[Start of Passage provided]

(This post ended up being more than 3000 words long, I therefore made the decision to break it into four pieces to make them easier to digest. They will be posted over the next week. Sorry about that)
Last time we tackled the subject of making DMs aware of their own play style preferences. In the next four post, I want to push this concept further and discuss the motivations that keeps players around a game table in a series of “Do” and “Do Not” to help DMs reach common grounds with their players.
Back in 2007, I wrote a post whose main point went something like:
Unless you are dealing with hopelessly selfish players, what they collectively want in a game trumps what you want. You have to shape your game and grow outside your natural DMing style to accommodate their needs and expectations. Your players’ free time is worth too much to be ignored or be downplayed as “Playing it Wrong”
As I mentioned in my last post, what players expect from playing RPG can be grouped in eight broad categories (summarized from various sources, including Robin D. Laws’ contributions to multiple editions of the D&D Dungeon Master Guide):
- Power Gaming: Collect new powers, use them often, use them efficiently.
- Butt-Kicking: Enjoy combat and pwning NPCs!
- Tactics: Triumph over complex situations through thoughtful planning and cunning.
- Specialty: Play a similar character archetype over and over like Elven Pirates and clones of copyrighted literary or cinematic heroes.
- Method Acting: Go for total immersion in a character’s assumed persona, whatever the costs.
- Storytelling: Explore a story’s unfolding around the characters’ actions and choices.
- Watching/Lurking: Hang out with friends and bask in the social energies of the group.
- Instigating: Likes to make things happen, pull levers, kick doors and trigger awkward situations.
While many players tend to find their motivations from one categories, most dip into two or more. For instance, my personal playing style tends very much toward being an instigator. I’m also very motivated by Butt-Kicking and method acting as I make deeply conflicted, often insane characters, and Butt-Kicking.
Now let’s get one key point across. Players do not expect DMs to cater to their needs of a continuous basis. Usually, non-jerk RPG players are willing to compromise at the table for the greater fun, given that a significant encounter, focused on some of their motivations, is played at least every other session or so.
This means that extending your natural style to meet your players halfway is not that hard of a job. The trick is to tweak your encounters (combat and non-combat ones) to hit the tastes of a few of your players at a time. Then make sure that you distribute their “tasty treats” fairly. This will allow you to still get what you want from the game, provided you serve some side-orders of what the others want too.

[End of Passage provided]

• _Exercise prompt_:
Continue the post on adapting a DM's style to players' motivations, starting after its last sentence.

[Start of Records]

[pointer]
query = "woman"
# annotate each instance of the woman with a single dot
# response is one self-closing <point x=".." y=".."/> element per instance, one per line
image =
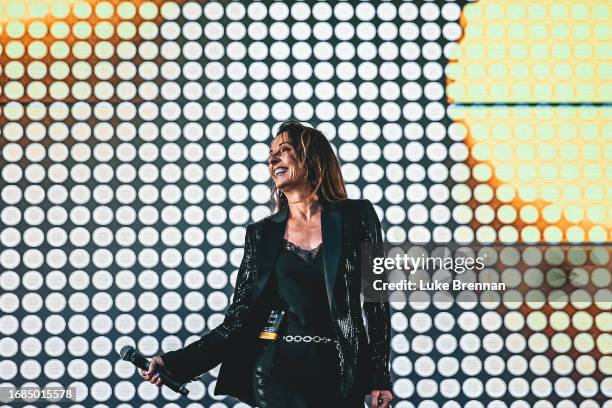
<point x="304" y="259"/>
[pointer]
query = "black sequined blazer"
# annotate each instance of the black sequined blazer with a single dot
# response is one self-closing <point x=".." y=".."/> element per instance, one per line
<point x="363" y="331"/>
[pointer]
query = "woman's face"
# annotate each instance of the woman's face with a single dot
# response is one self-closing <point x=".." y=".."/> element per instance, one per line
<point x="283" y="163"/>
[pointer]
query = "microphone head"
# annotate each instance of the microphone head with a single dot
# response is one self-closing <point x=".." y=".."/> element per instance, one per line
<point x="127" y="353"/>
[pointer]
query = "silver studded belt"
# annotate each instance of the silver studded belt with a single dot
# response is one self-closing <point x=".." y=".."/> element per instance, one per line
<point x="296" y="338"/>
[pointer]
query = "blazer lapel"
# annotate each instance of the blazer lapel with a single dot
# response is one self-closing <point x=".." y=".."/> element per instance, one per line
<point x="272" y="239"/>
<point x="331" y="231"/>
<point x="269" y="247"/>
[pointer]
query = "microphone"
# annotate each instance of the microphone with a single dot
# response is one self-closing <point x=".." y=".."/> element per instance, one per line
<point x="129" y="353"/>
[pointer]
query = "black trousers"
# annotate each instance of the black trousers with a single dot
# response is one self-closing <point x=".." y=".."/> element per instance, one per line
<point x="299" y="375"/>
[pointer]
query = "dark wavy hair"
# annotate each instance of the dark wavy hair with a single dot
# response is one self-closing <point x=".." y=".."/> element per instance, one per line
<point x="322" y="167"/>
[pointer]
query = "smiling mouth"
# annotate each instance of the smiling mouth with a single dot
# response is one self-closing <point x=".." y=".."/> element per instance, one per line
<point x="279" y="171"/>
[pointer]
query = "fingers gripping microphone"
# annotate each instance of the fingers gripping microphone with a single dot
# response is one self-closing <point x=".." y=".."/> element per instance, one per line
<point x="129" y="353"/>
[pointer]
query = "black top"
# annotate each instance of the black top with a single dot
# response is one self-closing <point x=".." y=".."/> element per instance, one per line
<point x="301" y="291"/>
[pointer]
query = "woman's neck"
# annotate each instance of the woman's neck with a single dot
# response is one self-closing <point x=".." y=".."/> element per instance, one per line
<point x="302" y="207"/>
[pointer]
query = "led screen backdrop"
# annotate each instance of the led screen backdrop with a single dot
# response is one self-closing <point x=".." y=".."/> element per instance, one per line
<point x="133" y="140"/>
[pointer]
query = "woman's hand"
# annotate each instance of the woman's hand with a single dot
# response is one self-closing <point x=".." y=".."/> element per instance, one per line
<point x="385" y="395"/>
<point x="151" y="375"/>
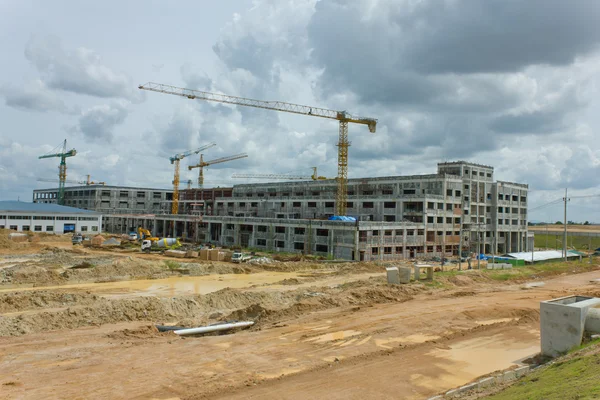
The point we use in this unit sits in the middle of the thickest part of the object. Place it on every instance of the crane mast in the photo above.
(175, 161)
(62, 169)
(342, 116)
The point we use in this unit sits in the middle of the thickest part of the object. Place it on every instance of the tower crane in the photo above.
(175, 160)
(62, 167)
(87, 182)
(314, 176)
(342, 116)
(203, 164)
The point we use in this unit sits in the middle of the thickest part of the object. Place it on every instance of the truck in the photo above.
(239, 257)
(160, 244)
(77, 239)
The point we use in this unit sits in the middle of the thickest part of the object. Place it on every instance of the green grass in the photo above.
(575, 377)
(578, 242)
(526, 272)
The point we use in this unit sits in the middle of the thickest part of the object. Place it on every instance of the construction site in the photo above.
(414, 287)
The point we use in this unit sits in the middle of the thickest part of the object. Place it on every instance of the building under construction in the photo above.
(397, 216)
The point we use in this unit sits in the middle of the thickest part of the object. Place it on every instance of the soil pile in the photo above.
(85, 309)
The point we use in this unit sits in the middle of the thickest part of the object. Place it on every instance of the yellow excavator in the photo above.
(145, 234)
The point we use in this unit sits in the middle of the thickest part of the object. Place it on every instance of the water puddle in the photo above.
(411, 339)
(534, 284)
(479, 356)
(494, 321)
(170, 287)
(330, 337)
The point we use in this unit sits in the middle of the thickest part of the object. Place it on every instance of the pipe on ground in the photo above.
(213, 328)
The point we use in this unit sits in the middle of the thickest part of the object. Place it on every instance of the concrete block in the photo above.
(405, 273)
(468, 387)
(191, 254)
(509, 376)
(393, 275)
(487, 382)
(562, 323)
(519, 372)
(592, 320)
(175, 253)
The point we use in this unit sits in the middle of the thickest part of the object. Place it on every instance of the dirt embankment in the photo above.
(73, 311)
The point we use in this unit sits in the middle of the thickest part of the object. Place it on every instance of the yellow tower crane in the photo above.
(175, 160)
(342, 116)
(203, 164)
(315, 176)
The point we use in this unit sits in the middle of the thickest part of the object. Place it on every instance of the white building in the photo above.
(48, 218)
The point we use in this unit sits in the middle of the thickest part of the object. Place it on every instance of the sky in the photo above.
(507, 83)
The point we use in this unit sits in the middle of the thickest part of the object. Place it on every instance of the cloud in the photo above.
(98, 122)
(34, 96)
(79, 71)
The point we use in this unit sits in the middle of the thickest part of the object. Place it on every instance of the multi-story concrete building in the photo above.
(110, 199)
(398, 216)
(48, 218)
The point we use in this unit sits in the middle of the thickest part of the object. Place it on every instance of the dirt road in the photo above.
(412, 347)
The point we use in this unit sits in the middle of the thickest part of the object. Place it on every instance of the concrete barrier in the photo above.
(405, 273)
(393, 275)
(499, 266)
(563, 322)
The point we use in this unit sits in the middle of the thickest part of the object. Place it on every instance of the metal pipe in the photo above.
(213, 328)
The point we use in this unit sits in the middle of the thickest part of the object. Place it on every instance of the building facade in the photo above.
(110, 199)
(460, 207)
(48, 218)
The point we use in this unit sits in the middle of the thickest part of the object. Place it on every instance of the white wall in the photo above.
(54, 223)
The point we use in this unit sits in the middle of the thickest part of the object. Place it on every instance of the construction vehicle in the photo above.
(145, 234)
(203, 164)
(160, 244)
(175, 161)
(239, 257)
(314, 176)
(342, 116)
(77, 238)
(62, 168)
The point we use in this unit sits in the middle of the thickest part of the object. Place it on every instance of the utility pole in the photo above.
(565, 199)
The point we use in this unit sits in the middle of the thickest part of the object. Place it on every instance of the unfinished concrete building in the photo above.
(398, 217)
(110, 199)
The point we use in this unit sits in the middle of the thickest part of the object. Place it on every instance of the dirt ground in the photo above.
(81, 325)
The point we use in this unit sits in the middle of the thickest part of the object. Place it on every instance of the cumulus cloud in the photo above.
(98, 122)
(79, 71)
(33, 96)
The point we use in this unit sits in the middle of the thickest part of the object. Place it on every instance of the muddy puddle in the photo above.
(468, 359)
(171, 287)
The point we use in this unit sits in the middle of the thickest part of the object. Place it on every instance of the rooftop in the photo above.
(38, 208)
(461, 162)
(87, 187)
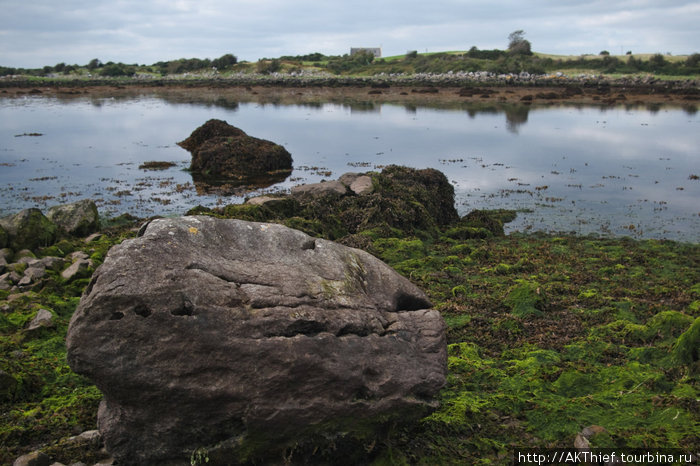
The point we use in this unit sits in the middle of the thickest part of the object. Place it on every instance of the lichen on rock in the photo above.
(252, 337)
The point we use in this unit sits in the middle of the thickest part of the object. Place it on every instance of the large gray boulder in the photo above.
(247, 339)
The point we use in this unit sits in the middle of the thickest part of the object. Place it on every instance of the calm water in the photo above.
(614, 171)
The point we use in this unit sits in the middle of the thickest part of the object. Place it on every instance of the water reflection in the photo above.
(622, 169)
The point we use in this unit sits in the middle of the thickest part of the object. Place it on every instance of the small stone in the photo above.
(78, 219)
(8, 385)
(262, 200)
(319, 189)
(52, 263)
(35, 458)
(43, 318)
(362, 185)
(34, 273)
(76, 269)
(78, 255)
(93, 237)
(5, 282)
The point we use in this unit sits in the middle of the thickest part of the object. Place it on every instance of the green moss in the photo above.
(687, 348)
(526, 298)
(393, 250)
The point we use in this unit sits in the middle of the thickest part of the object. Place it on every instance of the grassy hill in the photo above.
(473, 60)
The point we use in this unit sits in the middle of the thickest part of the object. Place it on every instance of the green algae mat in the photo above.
(547, 336)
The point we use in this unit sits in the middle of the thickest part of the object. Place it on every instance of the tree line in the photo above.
(517, 58)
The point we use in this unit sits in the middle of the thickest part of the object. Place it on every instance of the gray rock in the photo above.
(34, 273)
(43, 318)
(77, 269)
(8, 385)
(78, 255)
(92, 436)
(51, 262)
(78, 219)
(252, 337)
(359, 183)
(35, 458)
(319, 189)
(29, 229)
(24, 255)
(93, 237)
(262, 200)
(5, 282)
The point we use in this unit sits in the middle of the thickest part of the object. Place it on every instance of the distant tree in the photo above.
(116, 70)
(224, 61)
(517, 44)
(265, 66)
(94, 64)
(657, 61)
(693, 60)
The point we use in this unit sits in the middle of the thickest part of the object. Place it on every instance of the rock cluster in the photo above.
(30, 228)
(242, 338)
(417, 202)
(22, 271)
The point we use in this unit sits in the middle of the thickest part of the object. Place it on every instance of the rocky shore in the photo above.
(416, 88)
(549, 338)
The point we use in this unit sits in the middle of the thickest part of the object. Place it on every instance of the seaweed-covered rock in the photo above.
(4, 237)
(397, 201)
(221, 151)
(79, 218)
(29, 229)
(245, 339)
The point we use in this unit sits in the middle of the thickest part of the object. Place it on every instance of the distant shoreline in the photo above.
(423, 88)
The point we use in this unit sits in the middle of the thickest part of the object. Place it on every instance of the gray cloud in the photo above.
(42, 32)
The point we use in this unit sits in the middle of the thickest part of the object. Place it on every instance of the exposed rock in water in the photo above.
(223, 152)
(416, 202)
(77, 219)
(247, 338)
(29, 229)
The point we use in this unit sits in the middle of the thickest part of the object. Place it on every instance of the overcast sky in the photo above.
(34, 33)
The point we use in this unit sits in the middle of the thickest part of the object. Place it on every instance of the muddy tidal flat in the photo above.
(607, 158)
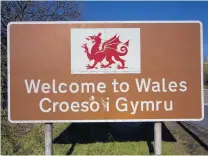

[End of Records]

• _Written response_:
I’ll cover each category in the next few posts, but before I break this down to bullet points, as a DM you need to accept that none of these motivations are bad or represent a wrong way to play the game. It might not be how you would like to play it all the time but mixing and matching any or all of these styles is part of the broader definition of “roleplaying”. None of those are uncool or wrong. My experience shows that if you have trouble with this concept, you likely are or will experience trouble at the game table. Sadly, most of it will be caused by your inflexible expectations clashing with those of your players. That’s why I strongly encourage you discuss a campaign’s theme and style before players start making characters.
Are you ready? Stay tuned, the whole series has been scheduled to appear over the next few days.
Up Next: We explore Power Gaming, Butt Kicking and Tactics
Optimal DM says
It would be appropriate to source Robin Laws in your article. You pulled content directly from his book on Game Mastering without giving credit.
The Chatty DM says
While I edited the article accordingly, the reference was a summary of several sources including Robin’s original work. I linked and gave credited in the previous article where I first used that paraphrased list.
I appreciate your solicitude. I hope you enjoyed the article beyond that.
Optimal DM says
Sorry. My post was abrupt and sudden. Your article series is great and is a wonderful read. I should have chosen my words more carefully 🙂
The Chatty DM says
No worries, I appreciate 🙂
dk says
Hey again,
thanks for another good post. Do you think it is possible to appeal to butt-kickers and power-gamers at the same time (assuming that these two cannot be in part merged – I would think that someone who wanted to kick-butt in appropriately challenging encounters would invest in some power play in order to attain that goal)? I can see how if there are no or few power-gamers in a group that the ‘every other session’ would work but in a full mixture of all these traits it can be that in a hard combat it may be that only the butt-kickers who are also power-gamers and the power-gamers who will achieve relative success.
The Chatty DM says
Hey dk,
Let me parse your question so I make sure I understand it correctly:
Can Butt-Kickers and Power-Gamers be made happy at the same time? Hell yes, usually players who are motivated by one are often at least partly motivated by the other. Fighting makes you level up and more powers make you better at fighting. So don’t worry too much there.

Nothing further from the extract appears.